--- PROMPT A ---
Answer these questions from the trial protocol text, please:
(i) What kind of trial will this study be?
(ii) How long before the study starts will demographic information be collected?
(iii) At what points will patients be reassessed?
--- PROMPT B ---
Pick up the trial protocol text after its last sentence and write what comes next.

--- READING PASSAGE ---
===

Third objective: To explore whether the effects of active tDCS will augment the effects of rehabilitation therapy in treating individuals with CGH.

METHODS

This study will be a double-blind, sham-controlled, concealed allocation, randomized, clinical trial.

Clinical Assessments: Demographic information will be collected two weeks prior to starting the study including age, sex, education, headache history, concussion history, past medical history, medication use, and family medical history. Baseline questionnaires will be completed including 2-weeks of Headache Diaries Headache Impact Test - 6 (HIT-6), Rivermead PPCS questionnaire (RPQ), Headache Disability Index (HDI), European Quality of Life Five Dimension (EQ-5D), Section A of the Quantitative Analgesics Questionnaire (QAQ-A), patient health questionnaire-9 (PHQ-9), generalized anxiety disorder scale-7 (GADS-7), Patient Reported Outcomes Measurement Information System Pain Interference Sub-scale (PROMIS-PI), the Pain Catastrophizing Scale (PCS), and the Numeric Pain Rating Scale (NPRS). Furthermore the following baseline neck mobility assessments will be used: the Craniocervical Flexion Test (CCFT), the Cervical Extensor Endurance Test (CEET), the Dynamometry Neck-Strength Assessment (DNSA), a range of cervical motion assessment (ROM), and a manual examination of the cervical joints (MECJ). Patients will keep a two-week baseline headache diary before treatment, 2 weeks during treatment, 2 weeks following tDCS, and for 2 weeks before the 6 and 12 week follow up assessments (total of 8 weeks). Patients will be reassessed at the completion of their tDCS treatment, and at 6- and 12-weeks post-treatment. The assessments administered at each follow up are: 2-week Headache Diaries, RPQ, HIT-6, HDI, EQ-5D, PHQ-9, GAD-7, QAQ-A, NPRS, PSQ, CCFT, CEET, DNSA, ROM, and MECJ.

===

--- ENTRIES SHOWN ---
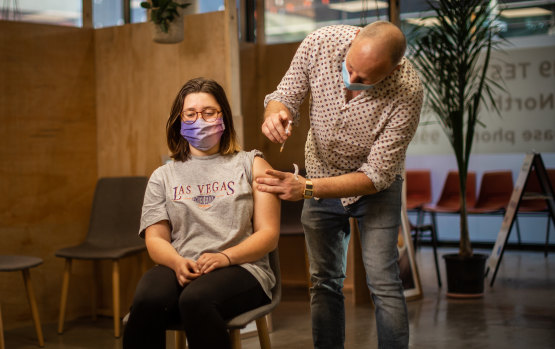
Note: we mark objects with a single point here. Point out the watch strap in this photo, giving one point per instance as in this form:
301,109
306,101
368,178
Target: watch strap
308,189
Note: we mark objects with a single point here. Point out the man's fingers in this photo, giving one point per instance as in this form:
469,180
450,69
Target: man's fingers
276,174
269,189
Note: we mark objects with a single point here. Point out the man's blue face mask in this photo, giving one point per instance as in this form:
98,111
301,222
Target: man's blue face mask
347,80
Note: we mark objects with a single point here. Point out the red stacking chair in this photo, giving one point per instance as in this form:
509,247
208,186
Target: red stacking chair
449,200
418,194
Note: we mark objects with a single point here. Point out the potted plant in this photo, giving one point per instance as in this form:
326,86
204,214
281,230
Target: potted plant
167,19
453,57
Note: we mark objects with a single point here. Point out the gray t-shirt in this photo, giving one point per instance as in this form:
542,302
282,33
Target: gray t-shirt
208,201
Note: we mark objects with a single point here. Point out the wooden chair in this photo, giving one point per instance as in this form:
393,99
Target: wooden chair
112,235
259,315
23,264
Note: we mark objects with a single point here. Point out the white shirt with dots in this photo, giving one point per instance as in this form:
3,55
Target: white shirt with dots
369,133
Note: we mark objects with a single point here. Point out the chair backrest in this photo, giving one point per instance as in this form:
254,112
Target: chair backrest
495,190
116,212
419,188
244,319
450,194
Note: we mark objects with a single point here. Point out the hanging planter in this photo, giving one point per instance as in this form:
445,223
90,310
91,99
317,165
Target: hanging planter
166,17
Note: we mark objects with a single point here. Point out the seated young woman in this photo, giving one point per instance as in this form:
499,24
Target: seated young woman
207,228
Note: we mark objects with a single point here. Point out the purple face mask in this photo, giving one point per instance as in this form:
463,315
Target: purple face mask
201,134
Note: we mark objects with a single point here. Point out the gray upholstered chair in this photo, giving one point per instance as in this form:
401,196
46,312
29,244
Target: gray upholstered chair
23,264
239,322
112,235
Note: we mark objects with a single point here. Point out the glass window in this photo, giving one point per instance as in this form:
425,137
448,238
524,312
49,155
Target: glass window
107,13
517,18
292,20
60,12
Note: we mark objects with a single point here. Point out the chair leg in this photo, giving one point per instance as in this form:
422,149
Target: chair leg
2,345
263,337
63,300
434,222
517,230
33,305
419,217
180,340
115,296
547,235
235,336
97,281
434,246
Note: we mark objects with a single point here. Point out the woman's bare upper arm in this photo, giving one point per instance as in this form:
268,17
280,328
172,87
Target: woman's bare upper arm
266,205
159,230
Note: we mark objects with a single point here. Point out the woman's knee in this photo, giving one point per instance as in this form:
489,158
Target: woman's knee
156,290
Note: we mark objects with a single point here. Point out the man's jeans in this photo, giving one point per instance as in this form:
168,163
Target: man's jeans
326,226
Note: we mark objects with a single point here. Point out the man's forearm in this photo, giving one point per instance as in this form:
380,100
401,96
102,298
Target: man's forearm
347,185
274,107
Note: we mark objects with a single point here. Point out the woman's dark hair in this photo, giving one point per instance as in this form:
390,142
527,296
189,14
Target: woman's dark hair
179,147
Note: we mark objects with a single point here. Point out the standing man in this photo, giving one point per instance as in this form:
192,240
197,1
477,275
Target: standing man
365,107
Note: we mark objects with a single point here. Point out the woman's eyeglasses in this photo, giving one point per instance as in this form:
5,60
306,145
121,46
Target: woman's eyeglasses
189,116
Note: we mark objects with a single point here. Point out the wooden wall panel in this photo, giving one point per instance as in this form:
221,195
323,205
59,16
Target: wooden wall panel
47,158
137,81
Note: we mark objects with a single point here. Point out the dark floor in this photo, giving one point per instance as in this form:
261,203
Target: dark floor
518,312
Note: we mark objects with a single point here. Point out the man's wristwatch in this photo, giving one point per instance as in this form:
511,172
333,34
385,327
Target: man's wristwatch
308,190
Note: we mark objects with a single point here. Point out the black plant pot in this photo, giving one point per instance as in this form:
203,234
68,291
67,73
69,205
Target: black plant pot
465,275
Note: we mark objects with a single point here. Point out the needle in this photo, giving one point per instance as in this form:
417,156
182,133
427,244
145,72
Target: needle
287,132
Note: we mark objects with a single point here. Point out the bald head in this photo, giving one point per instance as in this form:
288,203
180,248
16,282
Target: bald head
375,53
387,36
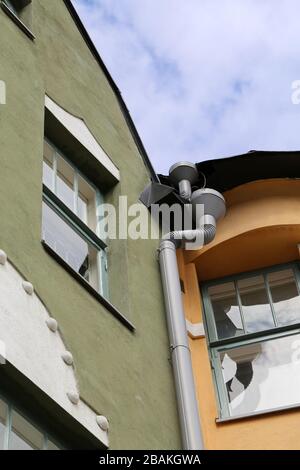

===

--- RESPONSE AREA A ---
(i) A double-blind, sham-controlled, concealed allocation, randomized, clinical trial.
(ii) Two weeks prior to starting the study.
(iii) At the completion of their tDCS treatment, and at 6 and 12 weeks post-treatment.

--- RESPONSE AREA B ---
tDCS Protocol: Patients will engage in a six-week treatment protocol with 3 sessions per week (18 treatments). This was chosen to give participants at least a day between each session in order to minimize discomfort and because the number of sessions is consistent with previous migraine literature. The primary motor cortex (M1) will be the treatment target given previous literature highlighting reduced pain sensitivity and improved motor learning outcomes following tDCS stimulation of this region. M1 will be found through measurements of the head; more specifically the point halfway between the nasion and inion as well as halfway between the left and right tragus will be found, from here we will move down 20% of the distance between the left and right tragus while staying on the line between tragi. The anode will be placed over the M1 while the cathode will be placed over the super orbital region; each electrode will be held in place with a strap and will make as much contact with the skin as possible. tDCS will be delivered via two 35cm2 surface sponge electrodes at an intensity of 2mA in the active group and 0mA in the sham group. There will be a 30 second fade in and fade out period before and after stimulation with 20 minutes of active stimulation. In the sham condition, participants will only experience the 30 second fade in period and then the stimulator will be turned off. Previous sham studies have demonstrated the efficacy of this blinding method.

Physiotherapy Protocol: Participants will engage in a six-week physiotherapy program which will occur immediately following each tDCS session. The exercises to be used focus on head and back strength and motor control and were assembled by a licensed physiotherapist based on previous physiotherapy protocols for treating CGH. The exercises are performed at a level that is pain-free and are progressed when goals are reached (approximately every 2 weeks). Participants will also be expected to increase daily physical activity levels to 30 minutes per day for at least 5 days a week as a part of the physiotherapy program. This will be tracked using an exercise diary to be completed by participants each day.

Statistical Analysis: Summary statistics will be done and reported so that feasibility and safety can be assessed and future studies can use the results presented for power calculations.